Entrer dans le monde d’Hugo Wolf

On peut adorer le lied et passer à côté d’Hugo Wolf, tant ce dernier reste en marge du concert, de la discographie, de la "consommation" culturelle, même dans les milieux les plus concernés.

Martine D. Mergeay
Entrer dans le monde d’Hugo Wolf
©D.R.

On peut adorer le lied et passer à côté d’Hugo Wolf, tant ce dernier reste en marge du concert, de la discographie, de la "consommation" culturelle, même dans les milieux les plus concernés. Pourtant, que l’on pénètre dans sa musique et c’est un monde qui s’ouvre, immense, riche, ramifié à l’infini et - c’est peut-être cela qui dérange chez Wolf - toujours imprévisible. Avec une barrière supplémentaire pour les non-germanophones : Wolf n’a jamais composé que sur des vers écrits par les plus grands poètes allemands. Et ces vers, il les a mis en musique syllabe par syllabe, collant, avec la complicité du piano, au contenu sémantique de chaque mot, modulant de l’un à l’autre, changeant sans cesse de tonalité, quitte à abandonner la mélodie, quitte à égarer l’auditeur aux bords de l’atonalité. C’est une des raisons pour lesquelles il tarda à atteindre la France, où, avant les années 1970, il était encore pratiquement inconnu Il n’en est pas moins considéré aujourd’hui comme l’un des trois géants du lied, aux côtés de Schubert et de Schumann.

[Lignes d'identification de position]
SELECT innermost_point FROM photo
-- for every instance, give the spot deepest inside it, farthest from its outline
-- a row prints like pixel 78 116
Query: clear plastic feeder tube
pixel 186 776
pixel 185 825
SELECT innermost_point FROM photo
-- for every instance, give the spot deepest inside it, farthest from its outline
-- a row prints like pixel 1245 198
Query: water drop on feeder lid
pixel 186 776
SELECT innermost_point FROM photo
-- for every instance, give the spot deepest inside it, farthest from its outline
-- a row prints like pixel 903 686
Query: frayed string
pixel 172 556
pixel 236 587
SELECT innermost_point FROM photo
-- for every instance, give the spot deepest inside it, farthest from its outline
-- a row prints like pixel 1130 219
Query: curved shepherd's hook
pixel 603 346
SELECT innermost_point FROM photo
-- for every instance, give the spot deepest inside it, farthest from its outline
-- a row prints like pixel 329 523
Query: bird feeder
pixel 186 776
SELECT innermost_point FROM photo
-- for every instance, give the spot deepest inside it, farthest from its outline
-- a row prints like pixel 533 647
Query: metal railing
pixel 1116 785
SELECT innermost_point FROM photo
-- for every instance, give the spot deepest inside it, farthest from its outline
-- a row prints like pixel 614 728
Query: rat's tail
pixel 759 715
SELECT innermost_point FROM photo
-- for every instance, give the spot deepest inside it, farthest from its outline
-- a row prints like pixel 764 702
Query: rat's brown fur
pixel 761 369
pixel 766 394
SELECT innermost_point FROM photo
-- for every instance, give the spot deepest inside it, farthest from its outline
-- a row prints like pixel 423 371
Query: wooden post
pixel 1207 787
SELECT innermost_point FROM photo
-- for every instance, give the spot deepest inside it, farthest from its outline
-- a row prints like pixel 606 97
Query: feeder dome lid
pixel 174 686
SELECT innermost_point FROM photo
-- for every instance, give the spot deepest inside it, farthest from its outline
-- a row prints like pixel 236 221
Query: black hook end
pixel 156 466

• [Consigne] Indiquez si chacune des affirmations suivantes est conforme à l'article sur Hugo Wolf, en répondant par oui ou par non et en citant textuellement les mots qui tranchent : (a) Wolf n'a composé que sur des vers de grands poètes allemands ; (b) Wolf était déjà bien connu en France avant les années 1970 ; (c) l'article range Wolf parmi les géants du lied aux côtés de Schubert et de Brahms.

• [Corrigé]
(a) Oui : « Wolf n’a jamais composé que sur des vers écrits par les plus grands poètes allemands ».
(b) Non : « avant les années 1970, il était encore pratiquement inconnu ».
(c) Non : « aux côtés de Schubert et de Schumann ».